— start —

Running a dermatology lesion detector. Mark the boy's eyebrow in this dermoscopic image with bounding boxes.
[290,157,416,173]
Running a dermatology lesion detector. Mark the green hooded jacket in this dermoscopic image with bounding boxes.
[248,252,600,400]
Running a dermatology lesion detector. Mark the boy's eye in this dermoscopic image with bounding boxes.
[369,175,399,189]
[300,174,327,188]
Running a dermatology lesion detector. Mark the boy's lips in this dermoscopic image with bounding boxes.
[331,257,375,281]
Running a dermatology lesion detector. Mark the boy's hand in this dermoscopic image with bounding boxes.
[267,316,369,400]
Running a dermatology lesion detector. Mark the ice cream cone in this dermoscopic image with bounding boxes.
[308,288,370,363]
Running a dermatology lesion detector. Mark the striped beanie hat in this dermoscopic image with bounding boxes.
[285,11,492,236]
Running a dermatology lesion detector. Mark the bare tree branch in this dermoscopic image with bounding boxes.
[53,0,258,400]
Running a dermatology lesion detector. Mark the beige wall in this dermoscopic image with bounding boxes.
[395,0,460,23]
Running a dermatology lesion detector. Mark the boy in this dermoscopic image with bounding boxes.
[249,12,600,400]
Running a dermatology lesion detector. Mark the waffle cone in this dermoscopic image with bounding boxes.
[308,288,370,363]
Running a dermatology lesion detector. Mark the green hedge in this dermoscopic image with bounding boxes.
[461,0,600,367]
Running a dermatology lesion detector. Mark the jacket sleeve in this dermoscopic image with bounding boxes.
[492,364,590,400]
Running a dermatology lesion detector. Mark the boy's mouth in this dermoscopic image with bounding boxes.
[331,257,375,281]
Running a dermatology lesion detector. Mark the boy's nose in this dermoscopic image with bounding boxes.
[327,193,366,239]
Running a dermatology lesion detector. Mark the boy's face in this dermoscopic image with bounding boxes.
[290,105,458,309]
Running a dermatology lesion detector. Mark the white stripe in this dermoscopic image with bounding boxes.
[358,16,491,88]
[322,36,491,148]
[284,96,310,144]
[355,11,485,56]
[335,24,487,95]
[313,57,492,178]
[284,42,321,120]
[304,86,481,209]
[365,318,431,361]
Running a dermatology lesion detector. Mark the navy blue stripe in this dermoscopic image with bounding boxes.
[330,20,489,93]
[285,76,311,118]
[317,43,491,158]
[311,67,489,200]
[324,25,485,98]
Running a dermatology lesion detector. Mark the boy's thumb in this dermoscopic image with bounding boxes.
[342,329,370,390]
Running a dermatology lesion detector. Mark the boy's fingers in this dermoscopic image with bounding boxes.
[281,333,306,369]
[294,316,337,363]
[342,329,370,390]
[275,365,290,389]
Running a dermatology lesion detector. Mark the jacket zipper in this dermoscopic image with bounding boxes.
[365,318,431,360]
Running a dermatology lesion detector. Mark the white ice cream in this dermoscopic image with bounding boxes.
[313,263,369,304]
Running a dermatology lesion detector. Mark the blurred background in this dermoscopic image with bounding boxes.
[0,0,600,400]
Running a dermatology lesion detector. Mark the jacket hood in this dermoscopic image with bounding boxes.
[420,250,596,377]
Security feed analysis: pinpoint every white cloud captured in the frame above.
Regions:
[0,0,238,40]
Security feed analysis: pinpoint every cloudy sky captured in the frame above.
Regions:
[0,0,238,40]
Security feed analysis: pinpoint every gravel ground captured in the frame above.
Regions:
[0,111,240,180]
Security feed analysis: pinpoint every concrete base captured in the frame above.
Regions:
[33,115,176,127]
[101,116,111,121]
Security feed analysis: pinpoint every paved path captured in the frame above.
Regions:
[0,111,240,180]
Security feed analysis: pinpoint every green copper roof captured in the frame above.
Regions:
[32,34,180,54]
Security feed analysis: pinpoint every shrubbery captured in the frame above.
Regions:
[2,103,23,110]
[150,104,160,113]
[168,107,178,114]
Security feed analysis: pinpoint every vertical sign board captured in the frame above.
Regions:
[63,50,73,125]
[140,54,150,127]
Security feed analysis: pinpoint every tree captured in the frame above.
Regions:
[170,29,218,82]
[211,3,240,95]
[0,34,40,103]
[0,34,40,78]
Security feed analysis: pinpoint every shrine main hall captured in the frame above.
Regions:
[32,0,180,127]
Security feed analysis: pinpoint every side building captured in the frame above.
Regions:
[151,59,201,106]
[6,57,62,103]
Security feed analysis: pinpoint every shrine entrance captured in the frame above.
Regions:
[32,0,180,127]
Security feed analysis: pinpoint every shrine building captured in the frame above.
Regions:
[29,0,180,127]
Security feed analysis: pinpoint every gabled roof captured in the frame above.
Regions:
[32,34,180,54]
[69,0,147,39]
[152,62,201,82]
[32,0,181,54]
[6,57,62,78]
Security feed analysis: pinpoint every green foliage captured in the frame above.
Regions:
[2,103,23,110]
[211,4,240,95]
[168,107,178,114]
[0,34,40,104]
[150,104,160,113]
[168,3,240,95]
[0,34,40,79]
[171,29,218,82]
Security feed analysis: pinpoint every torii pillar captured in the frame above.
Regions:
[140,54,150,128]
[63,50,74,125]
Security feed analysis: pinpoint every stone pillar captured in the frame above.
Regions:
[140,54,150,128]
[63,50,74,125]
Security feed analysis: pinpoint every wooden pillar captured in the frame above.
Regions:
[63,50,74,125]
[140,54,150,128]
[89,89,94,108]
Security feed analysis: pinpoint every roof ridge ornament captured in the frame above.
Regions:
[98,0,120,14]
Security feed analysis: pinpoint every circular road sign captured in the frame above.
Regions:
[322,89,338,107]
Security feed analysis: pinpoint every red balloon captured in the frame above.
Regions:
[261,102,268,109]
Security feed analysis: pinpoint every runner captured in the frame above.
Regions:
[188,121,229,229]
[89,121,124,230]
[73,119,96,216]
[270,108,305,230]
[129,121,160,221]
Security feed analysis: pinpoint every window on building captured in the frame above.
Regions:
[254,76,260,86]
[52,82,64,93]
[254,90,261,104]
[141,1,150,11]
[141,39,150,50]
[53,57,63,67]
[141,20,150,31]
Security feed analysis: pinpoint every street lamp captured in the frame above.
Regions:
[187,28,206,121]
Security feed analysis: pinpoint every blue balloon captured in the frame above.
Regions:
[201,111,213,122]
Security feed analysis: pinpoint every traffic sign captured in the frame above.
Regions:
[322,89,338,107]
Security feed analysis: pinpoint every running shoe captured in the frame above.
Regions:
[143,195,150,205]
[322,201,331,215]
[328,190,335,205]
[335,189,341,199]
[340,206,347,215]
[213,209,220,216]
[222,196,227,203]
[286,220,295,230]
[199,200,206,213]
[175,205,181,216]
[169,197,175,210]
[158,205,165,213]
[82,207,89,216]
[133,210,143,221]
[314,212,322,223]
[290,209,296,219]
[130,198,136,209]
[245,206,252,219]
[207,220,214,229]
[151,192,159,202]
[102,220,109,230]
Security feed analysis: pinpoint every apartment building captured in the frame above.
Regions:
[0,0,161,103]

— end —

— DIRECTIONS —
Reproduce the stretch of data from the line containing "Running a dermatology lesion detector. Mark the boy's nose" through the line containing "[290,105,458,309]", character for character.

— SOLUTION TO THIS EXERCISE —
Running a dermatology lesion detector. Mark the boy's nose in this dermoscopic image with bounding boxes.
[327,193,366,239]
Running a dermatology lesion detector. Mark the boy's face in this dermoscopic image with bounding boxes.
[290,105,458,309]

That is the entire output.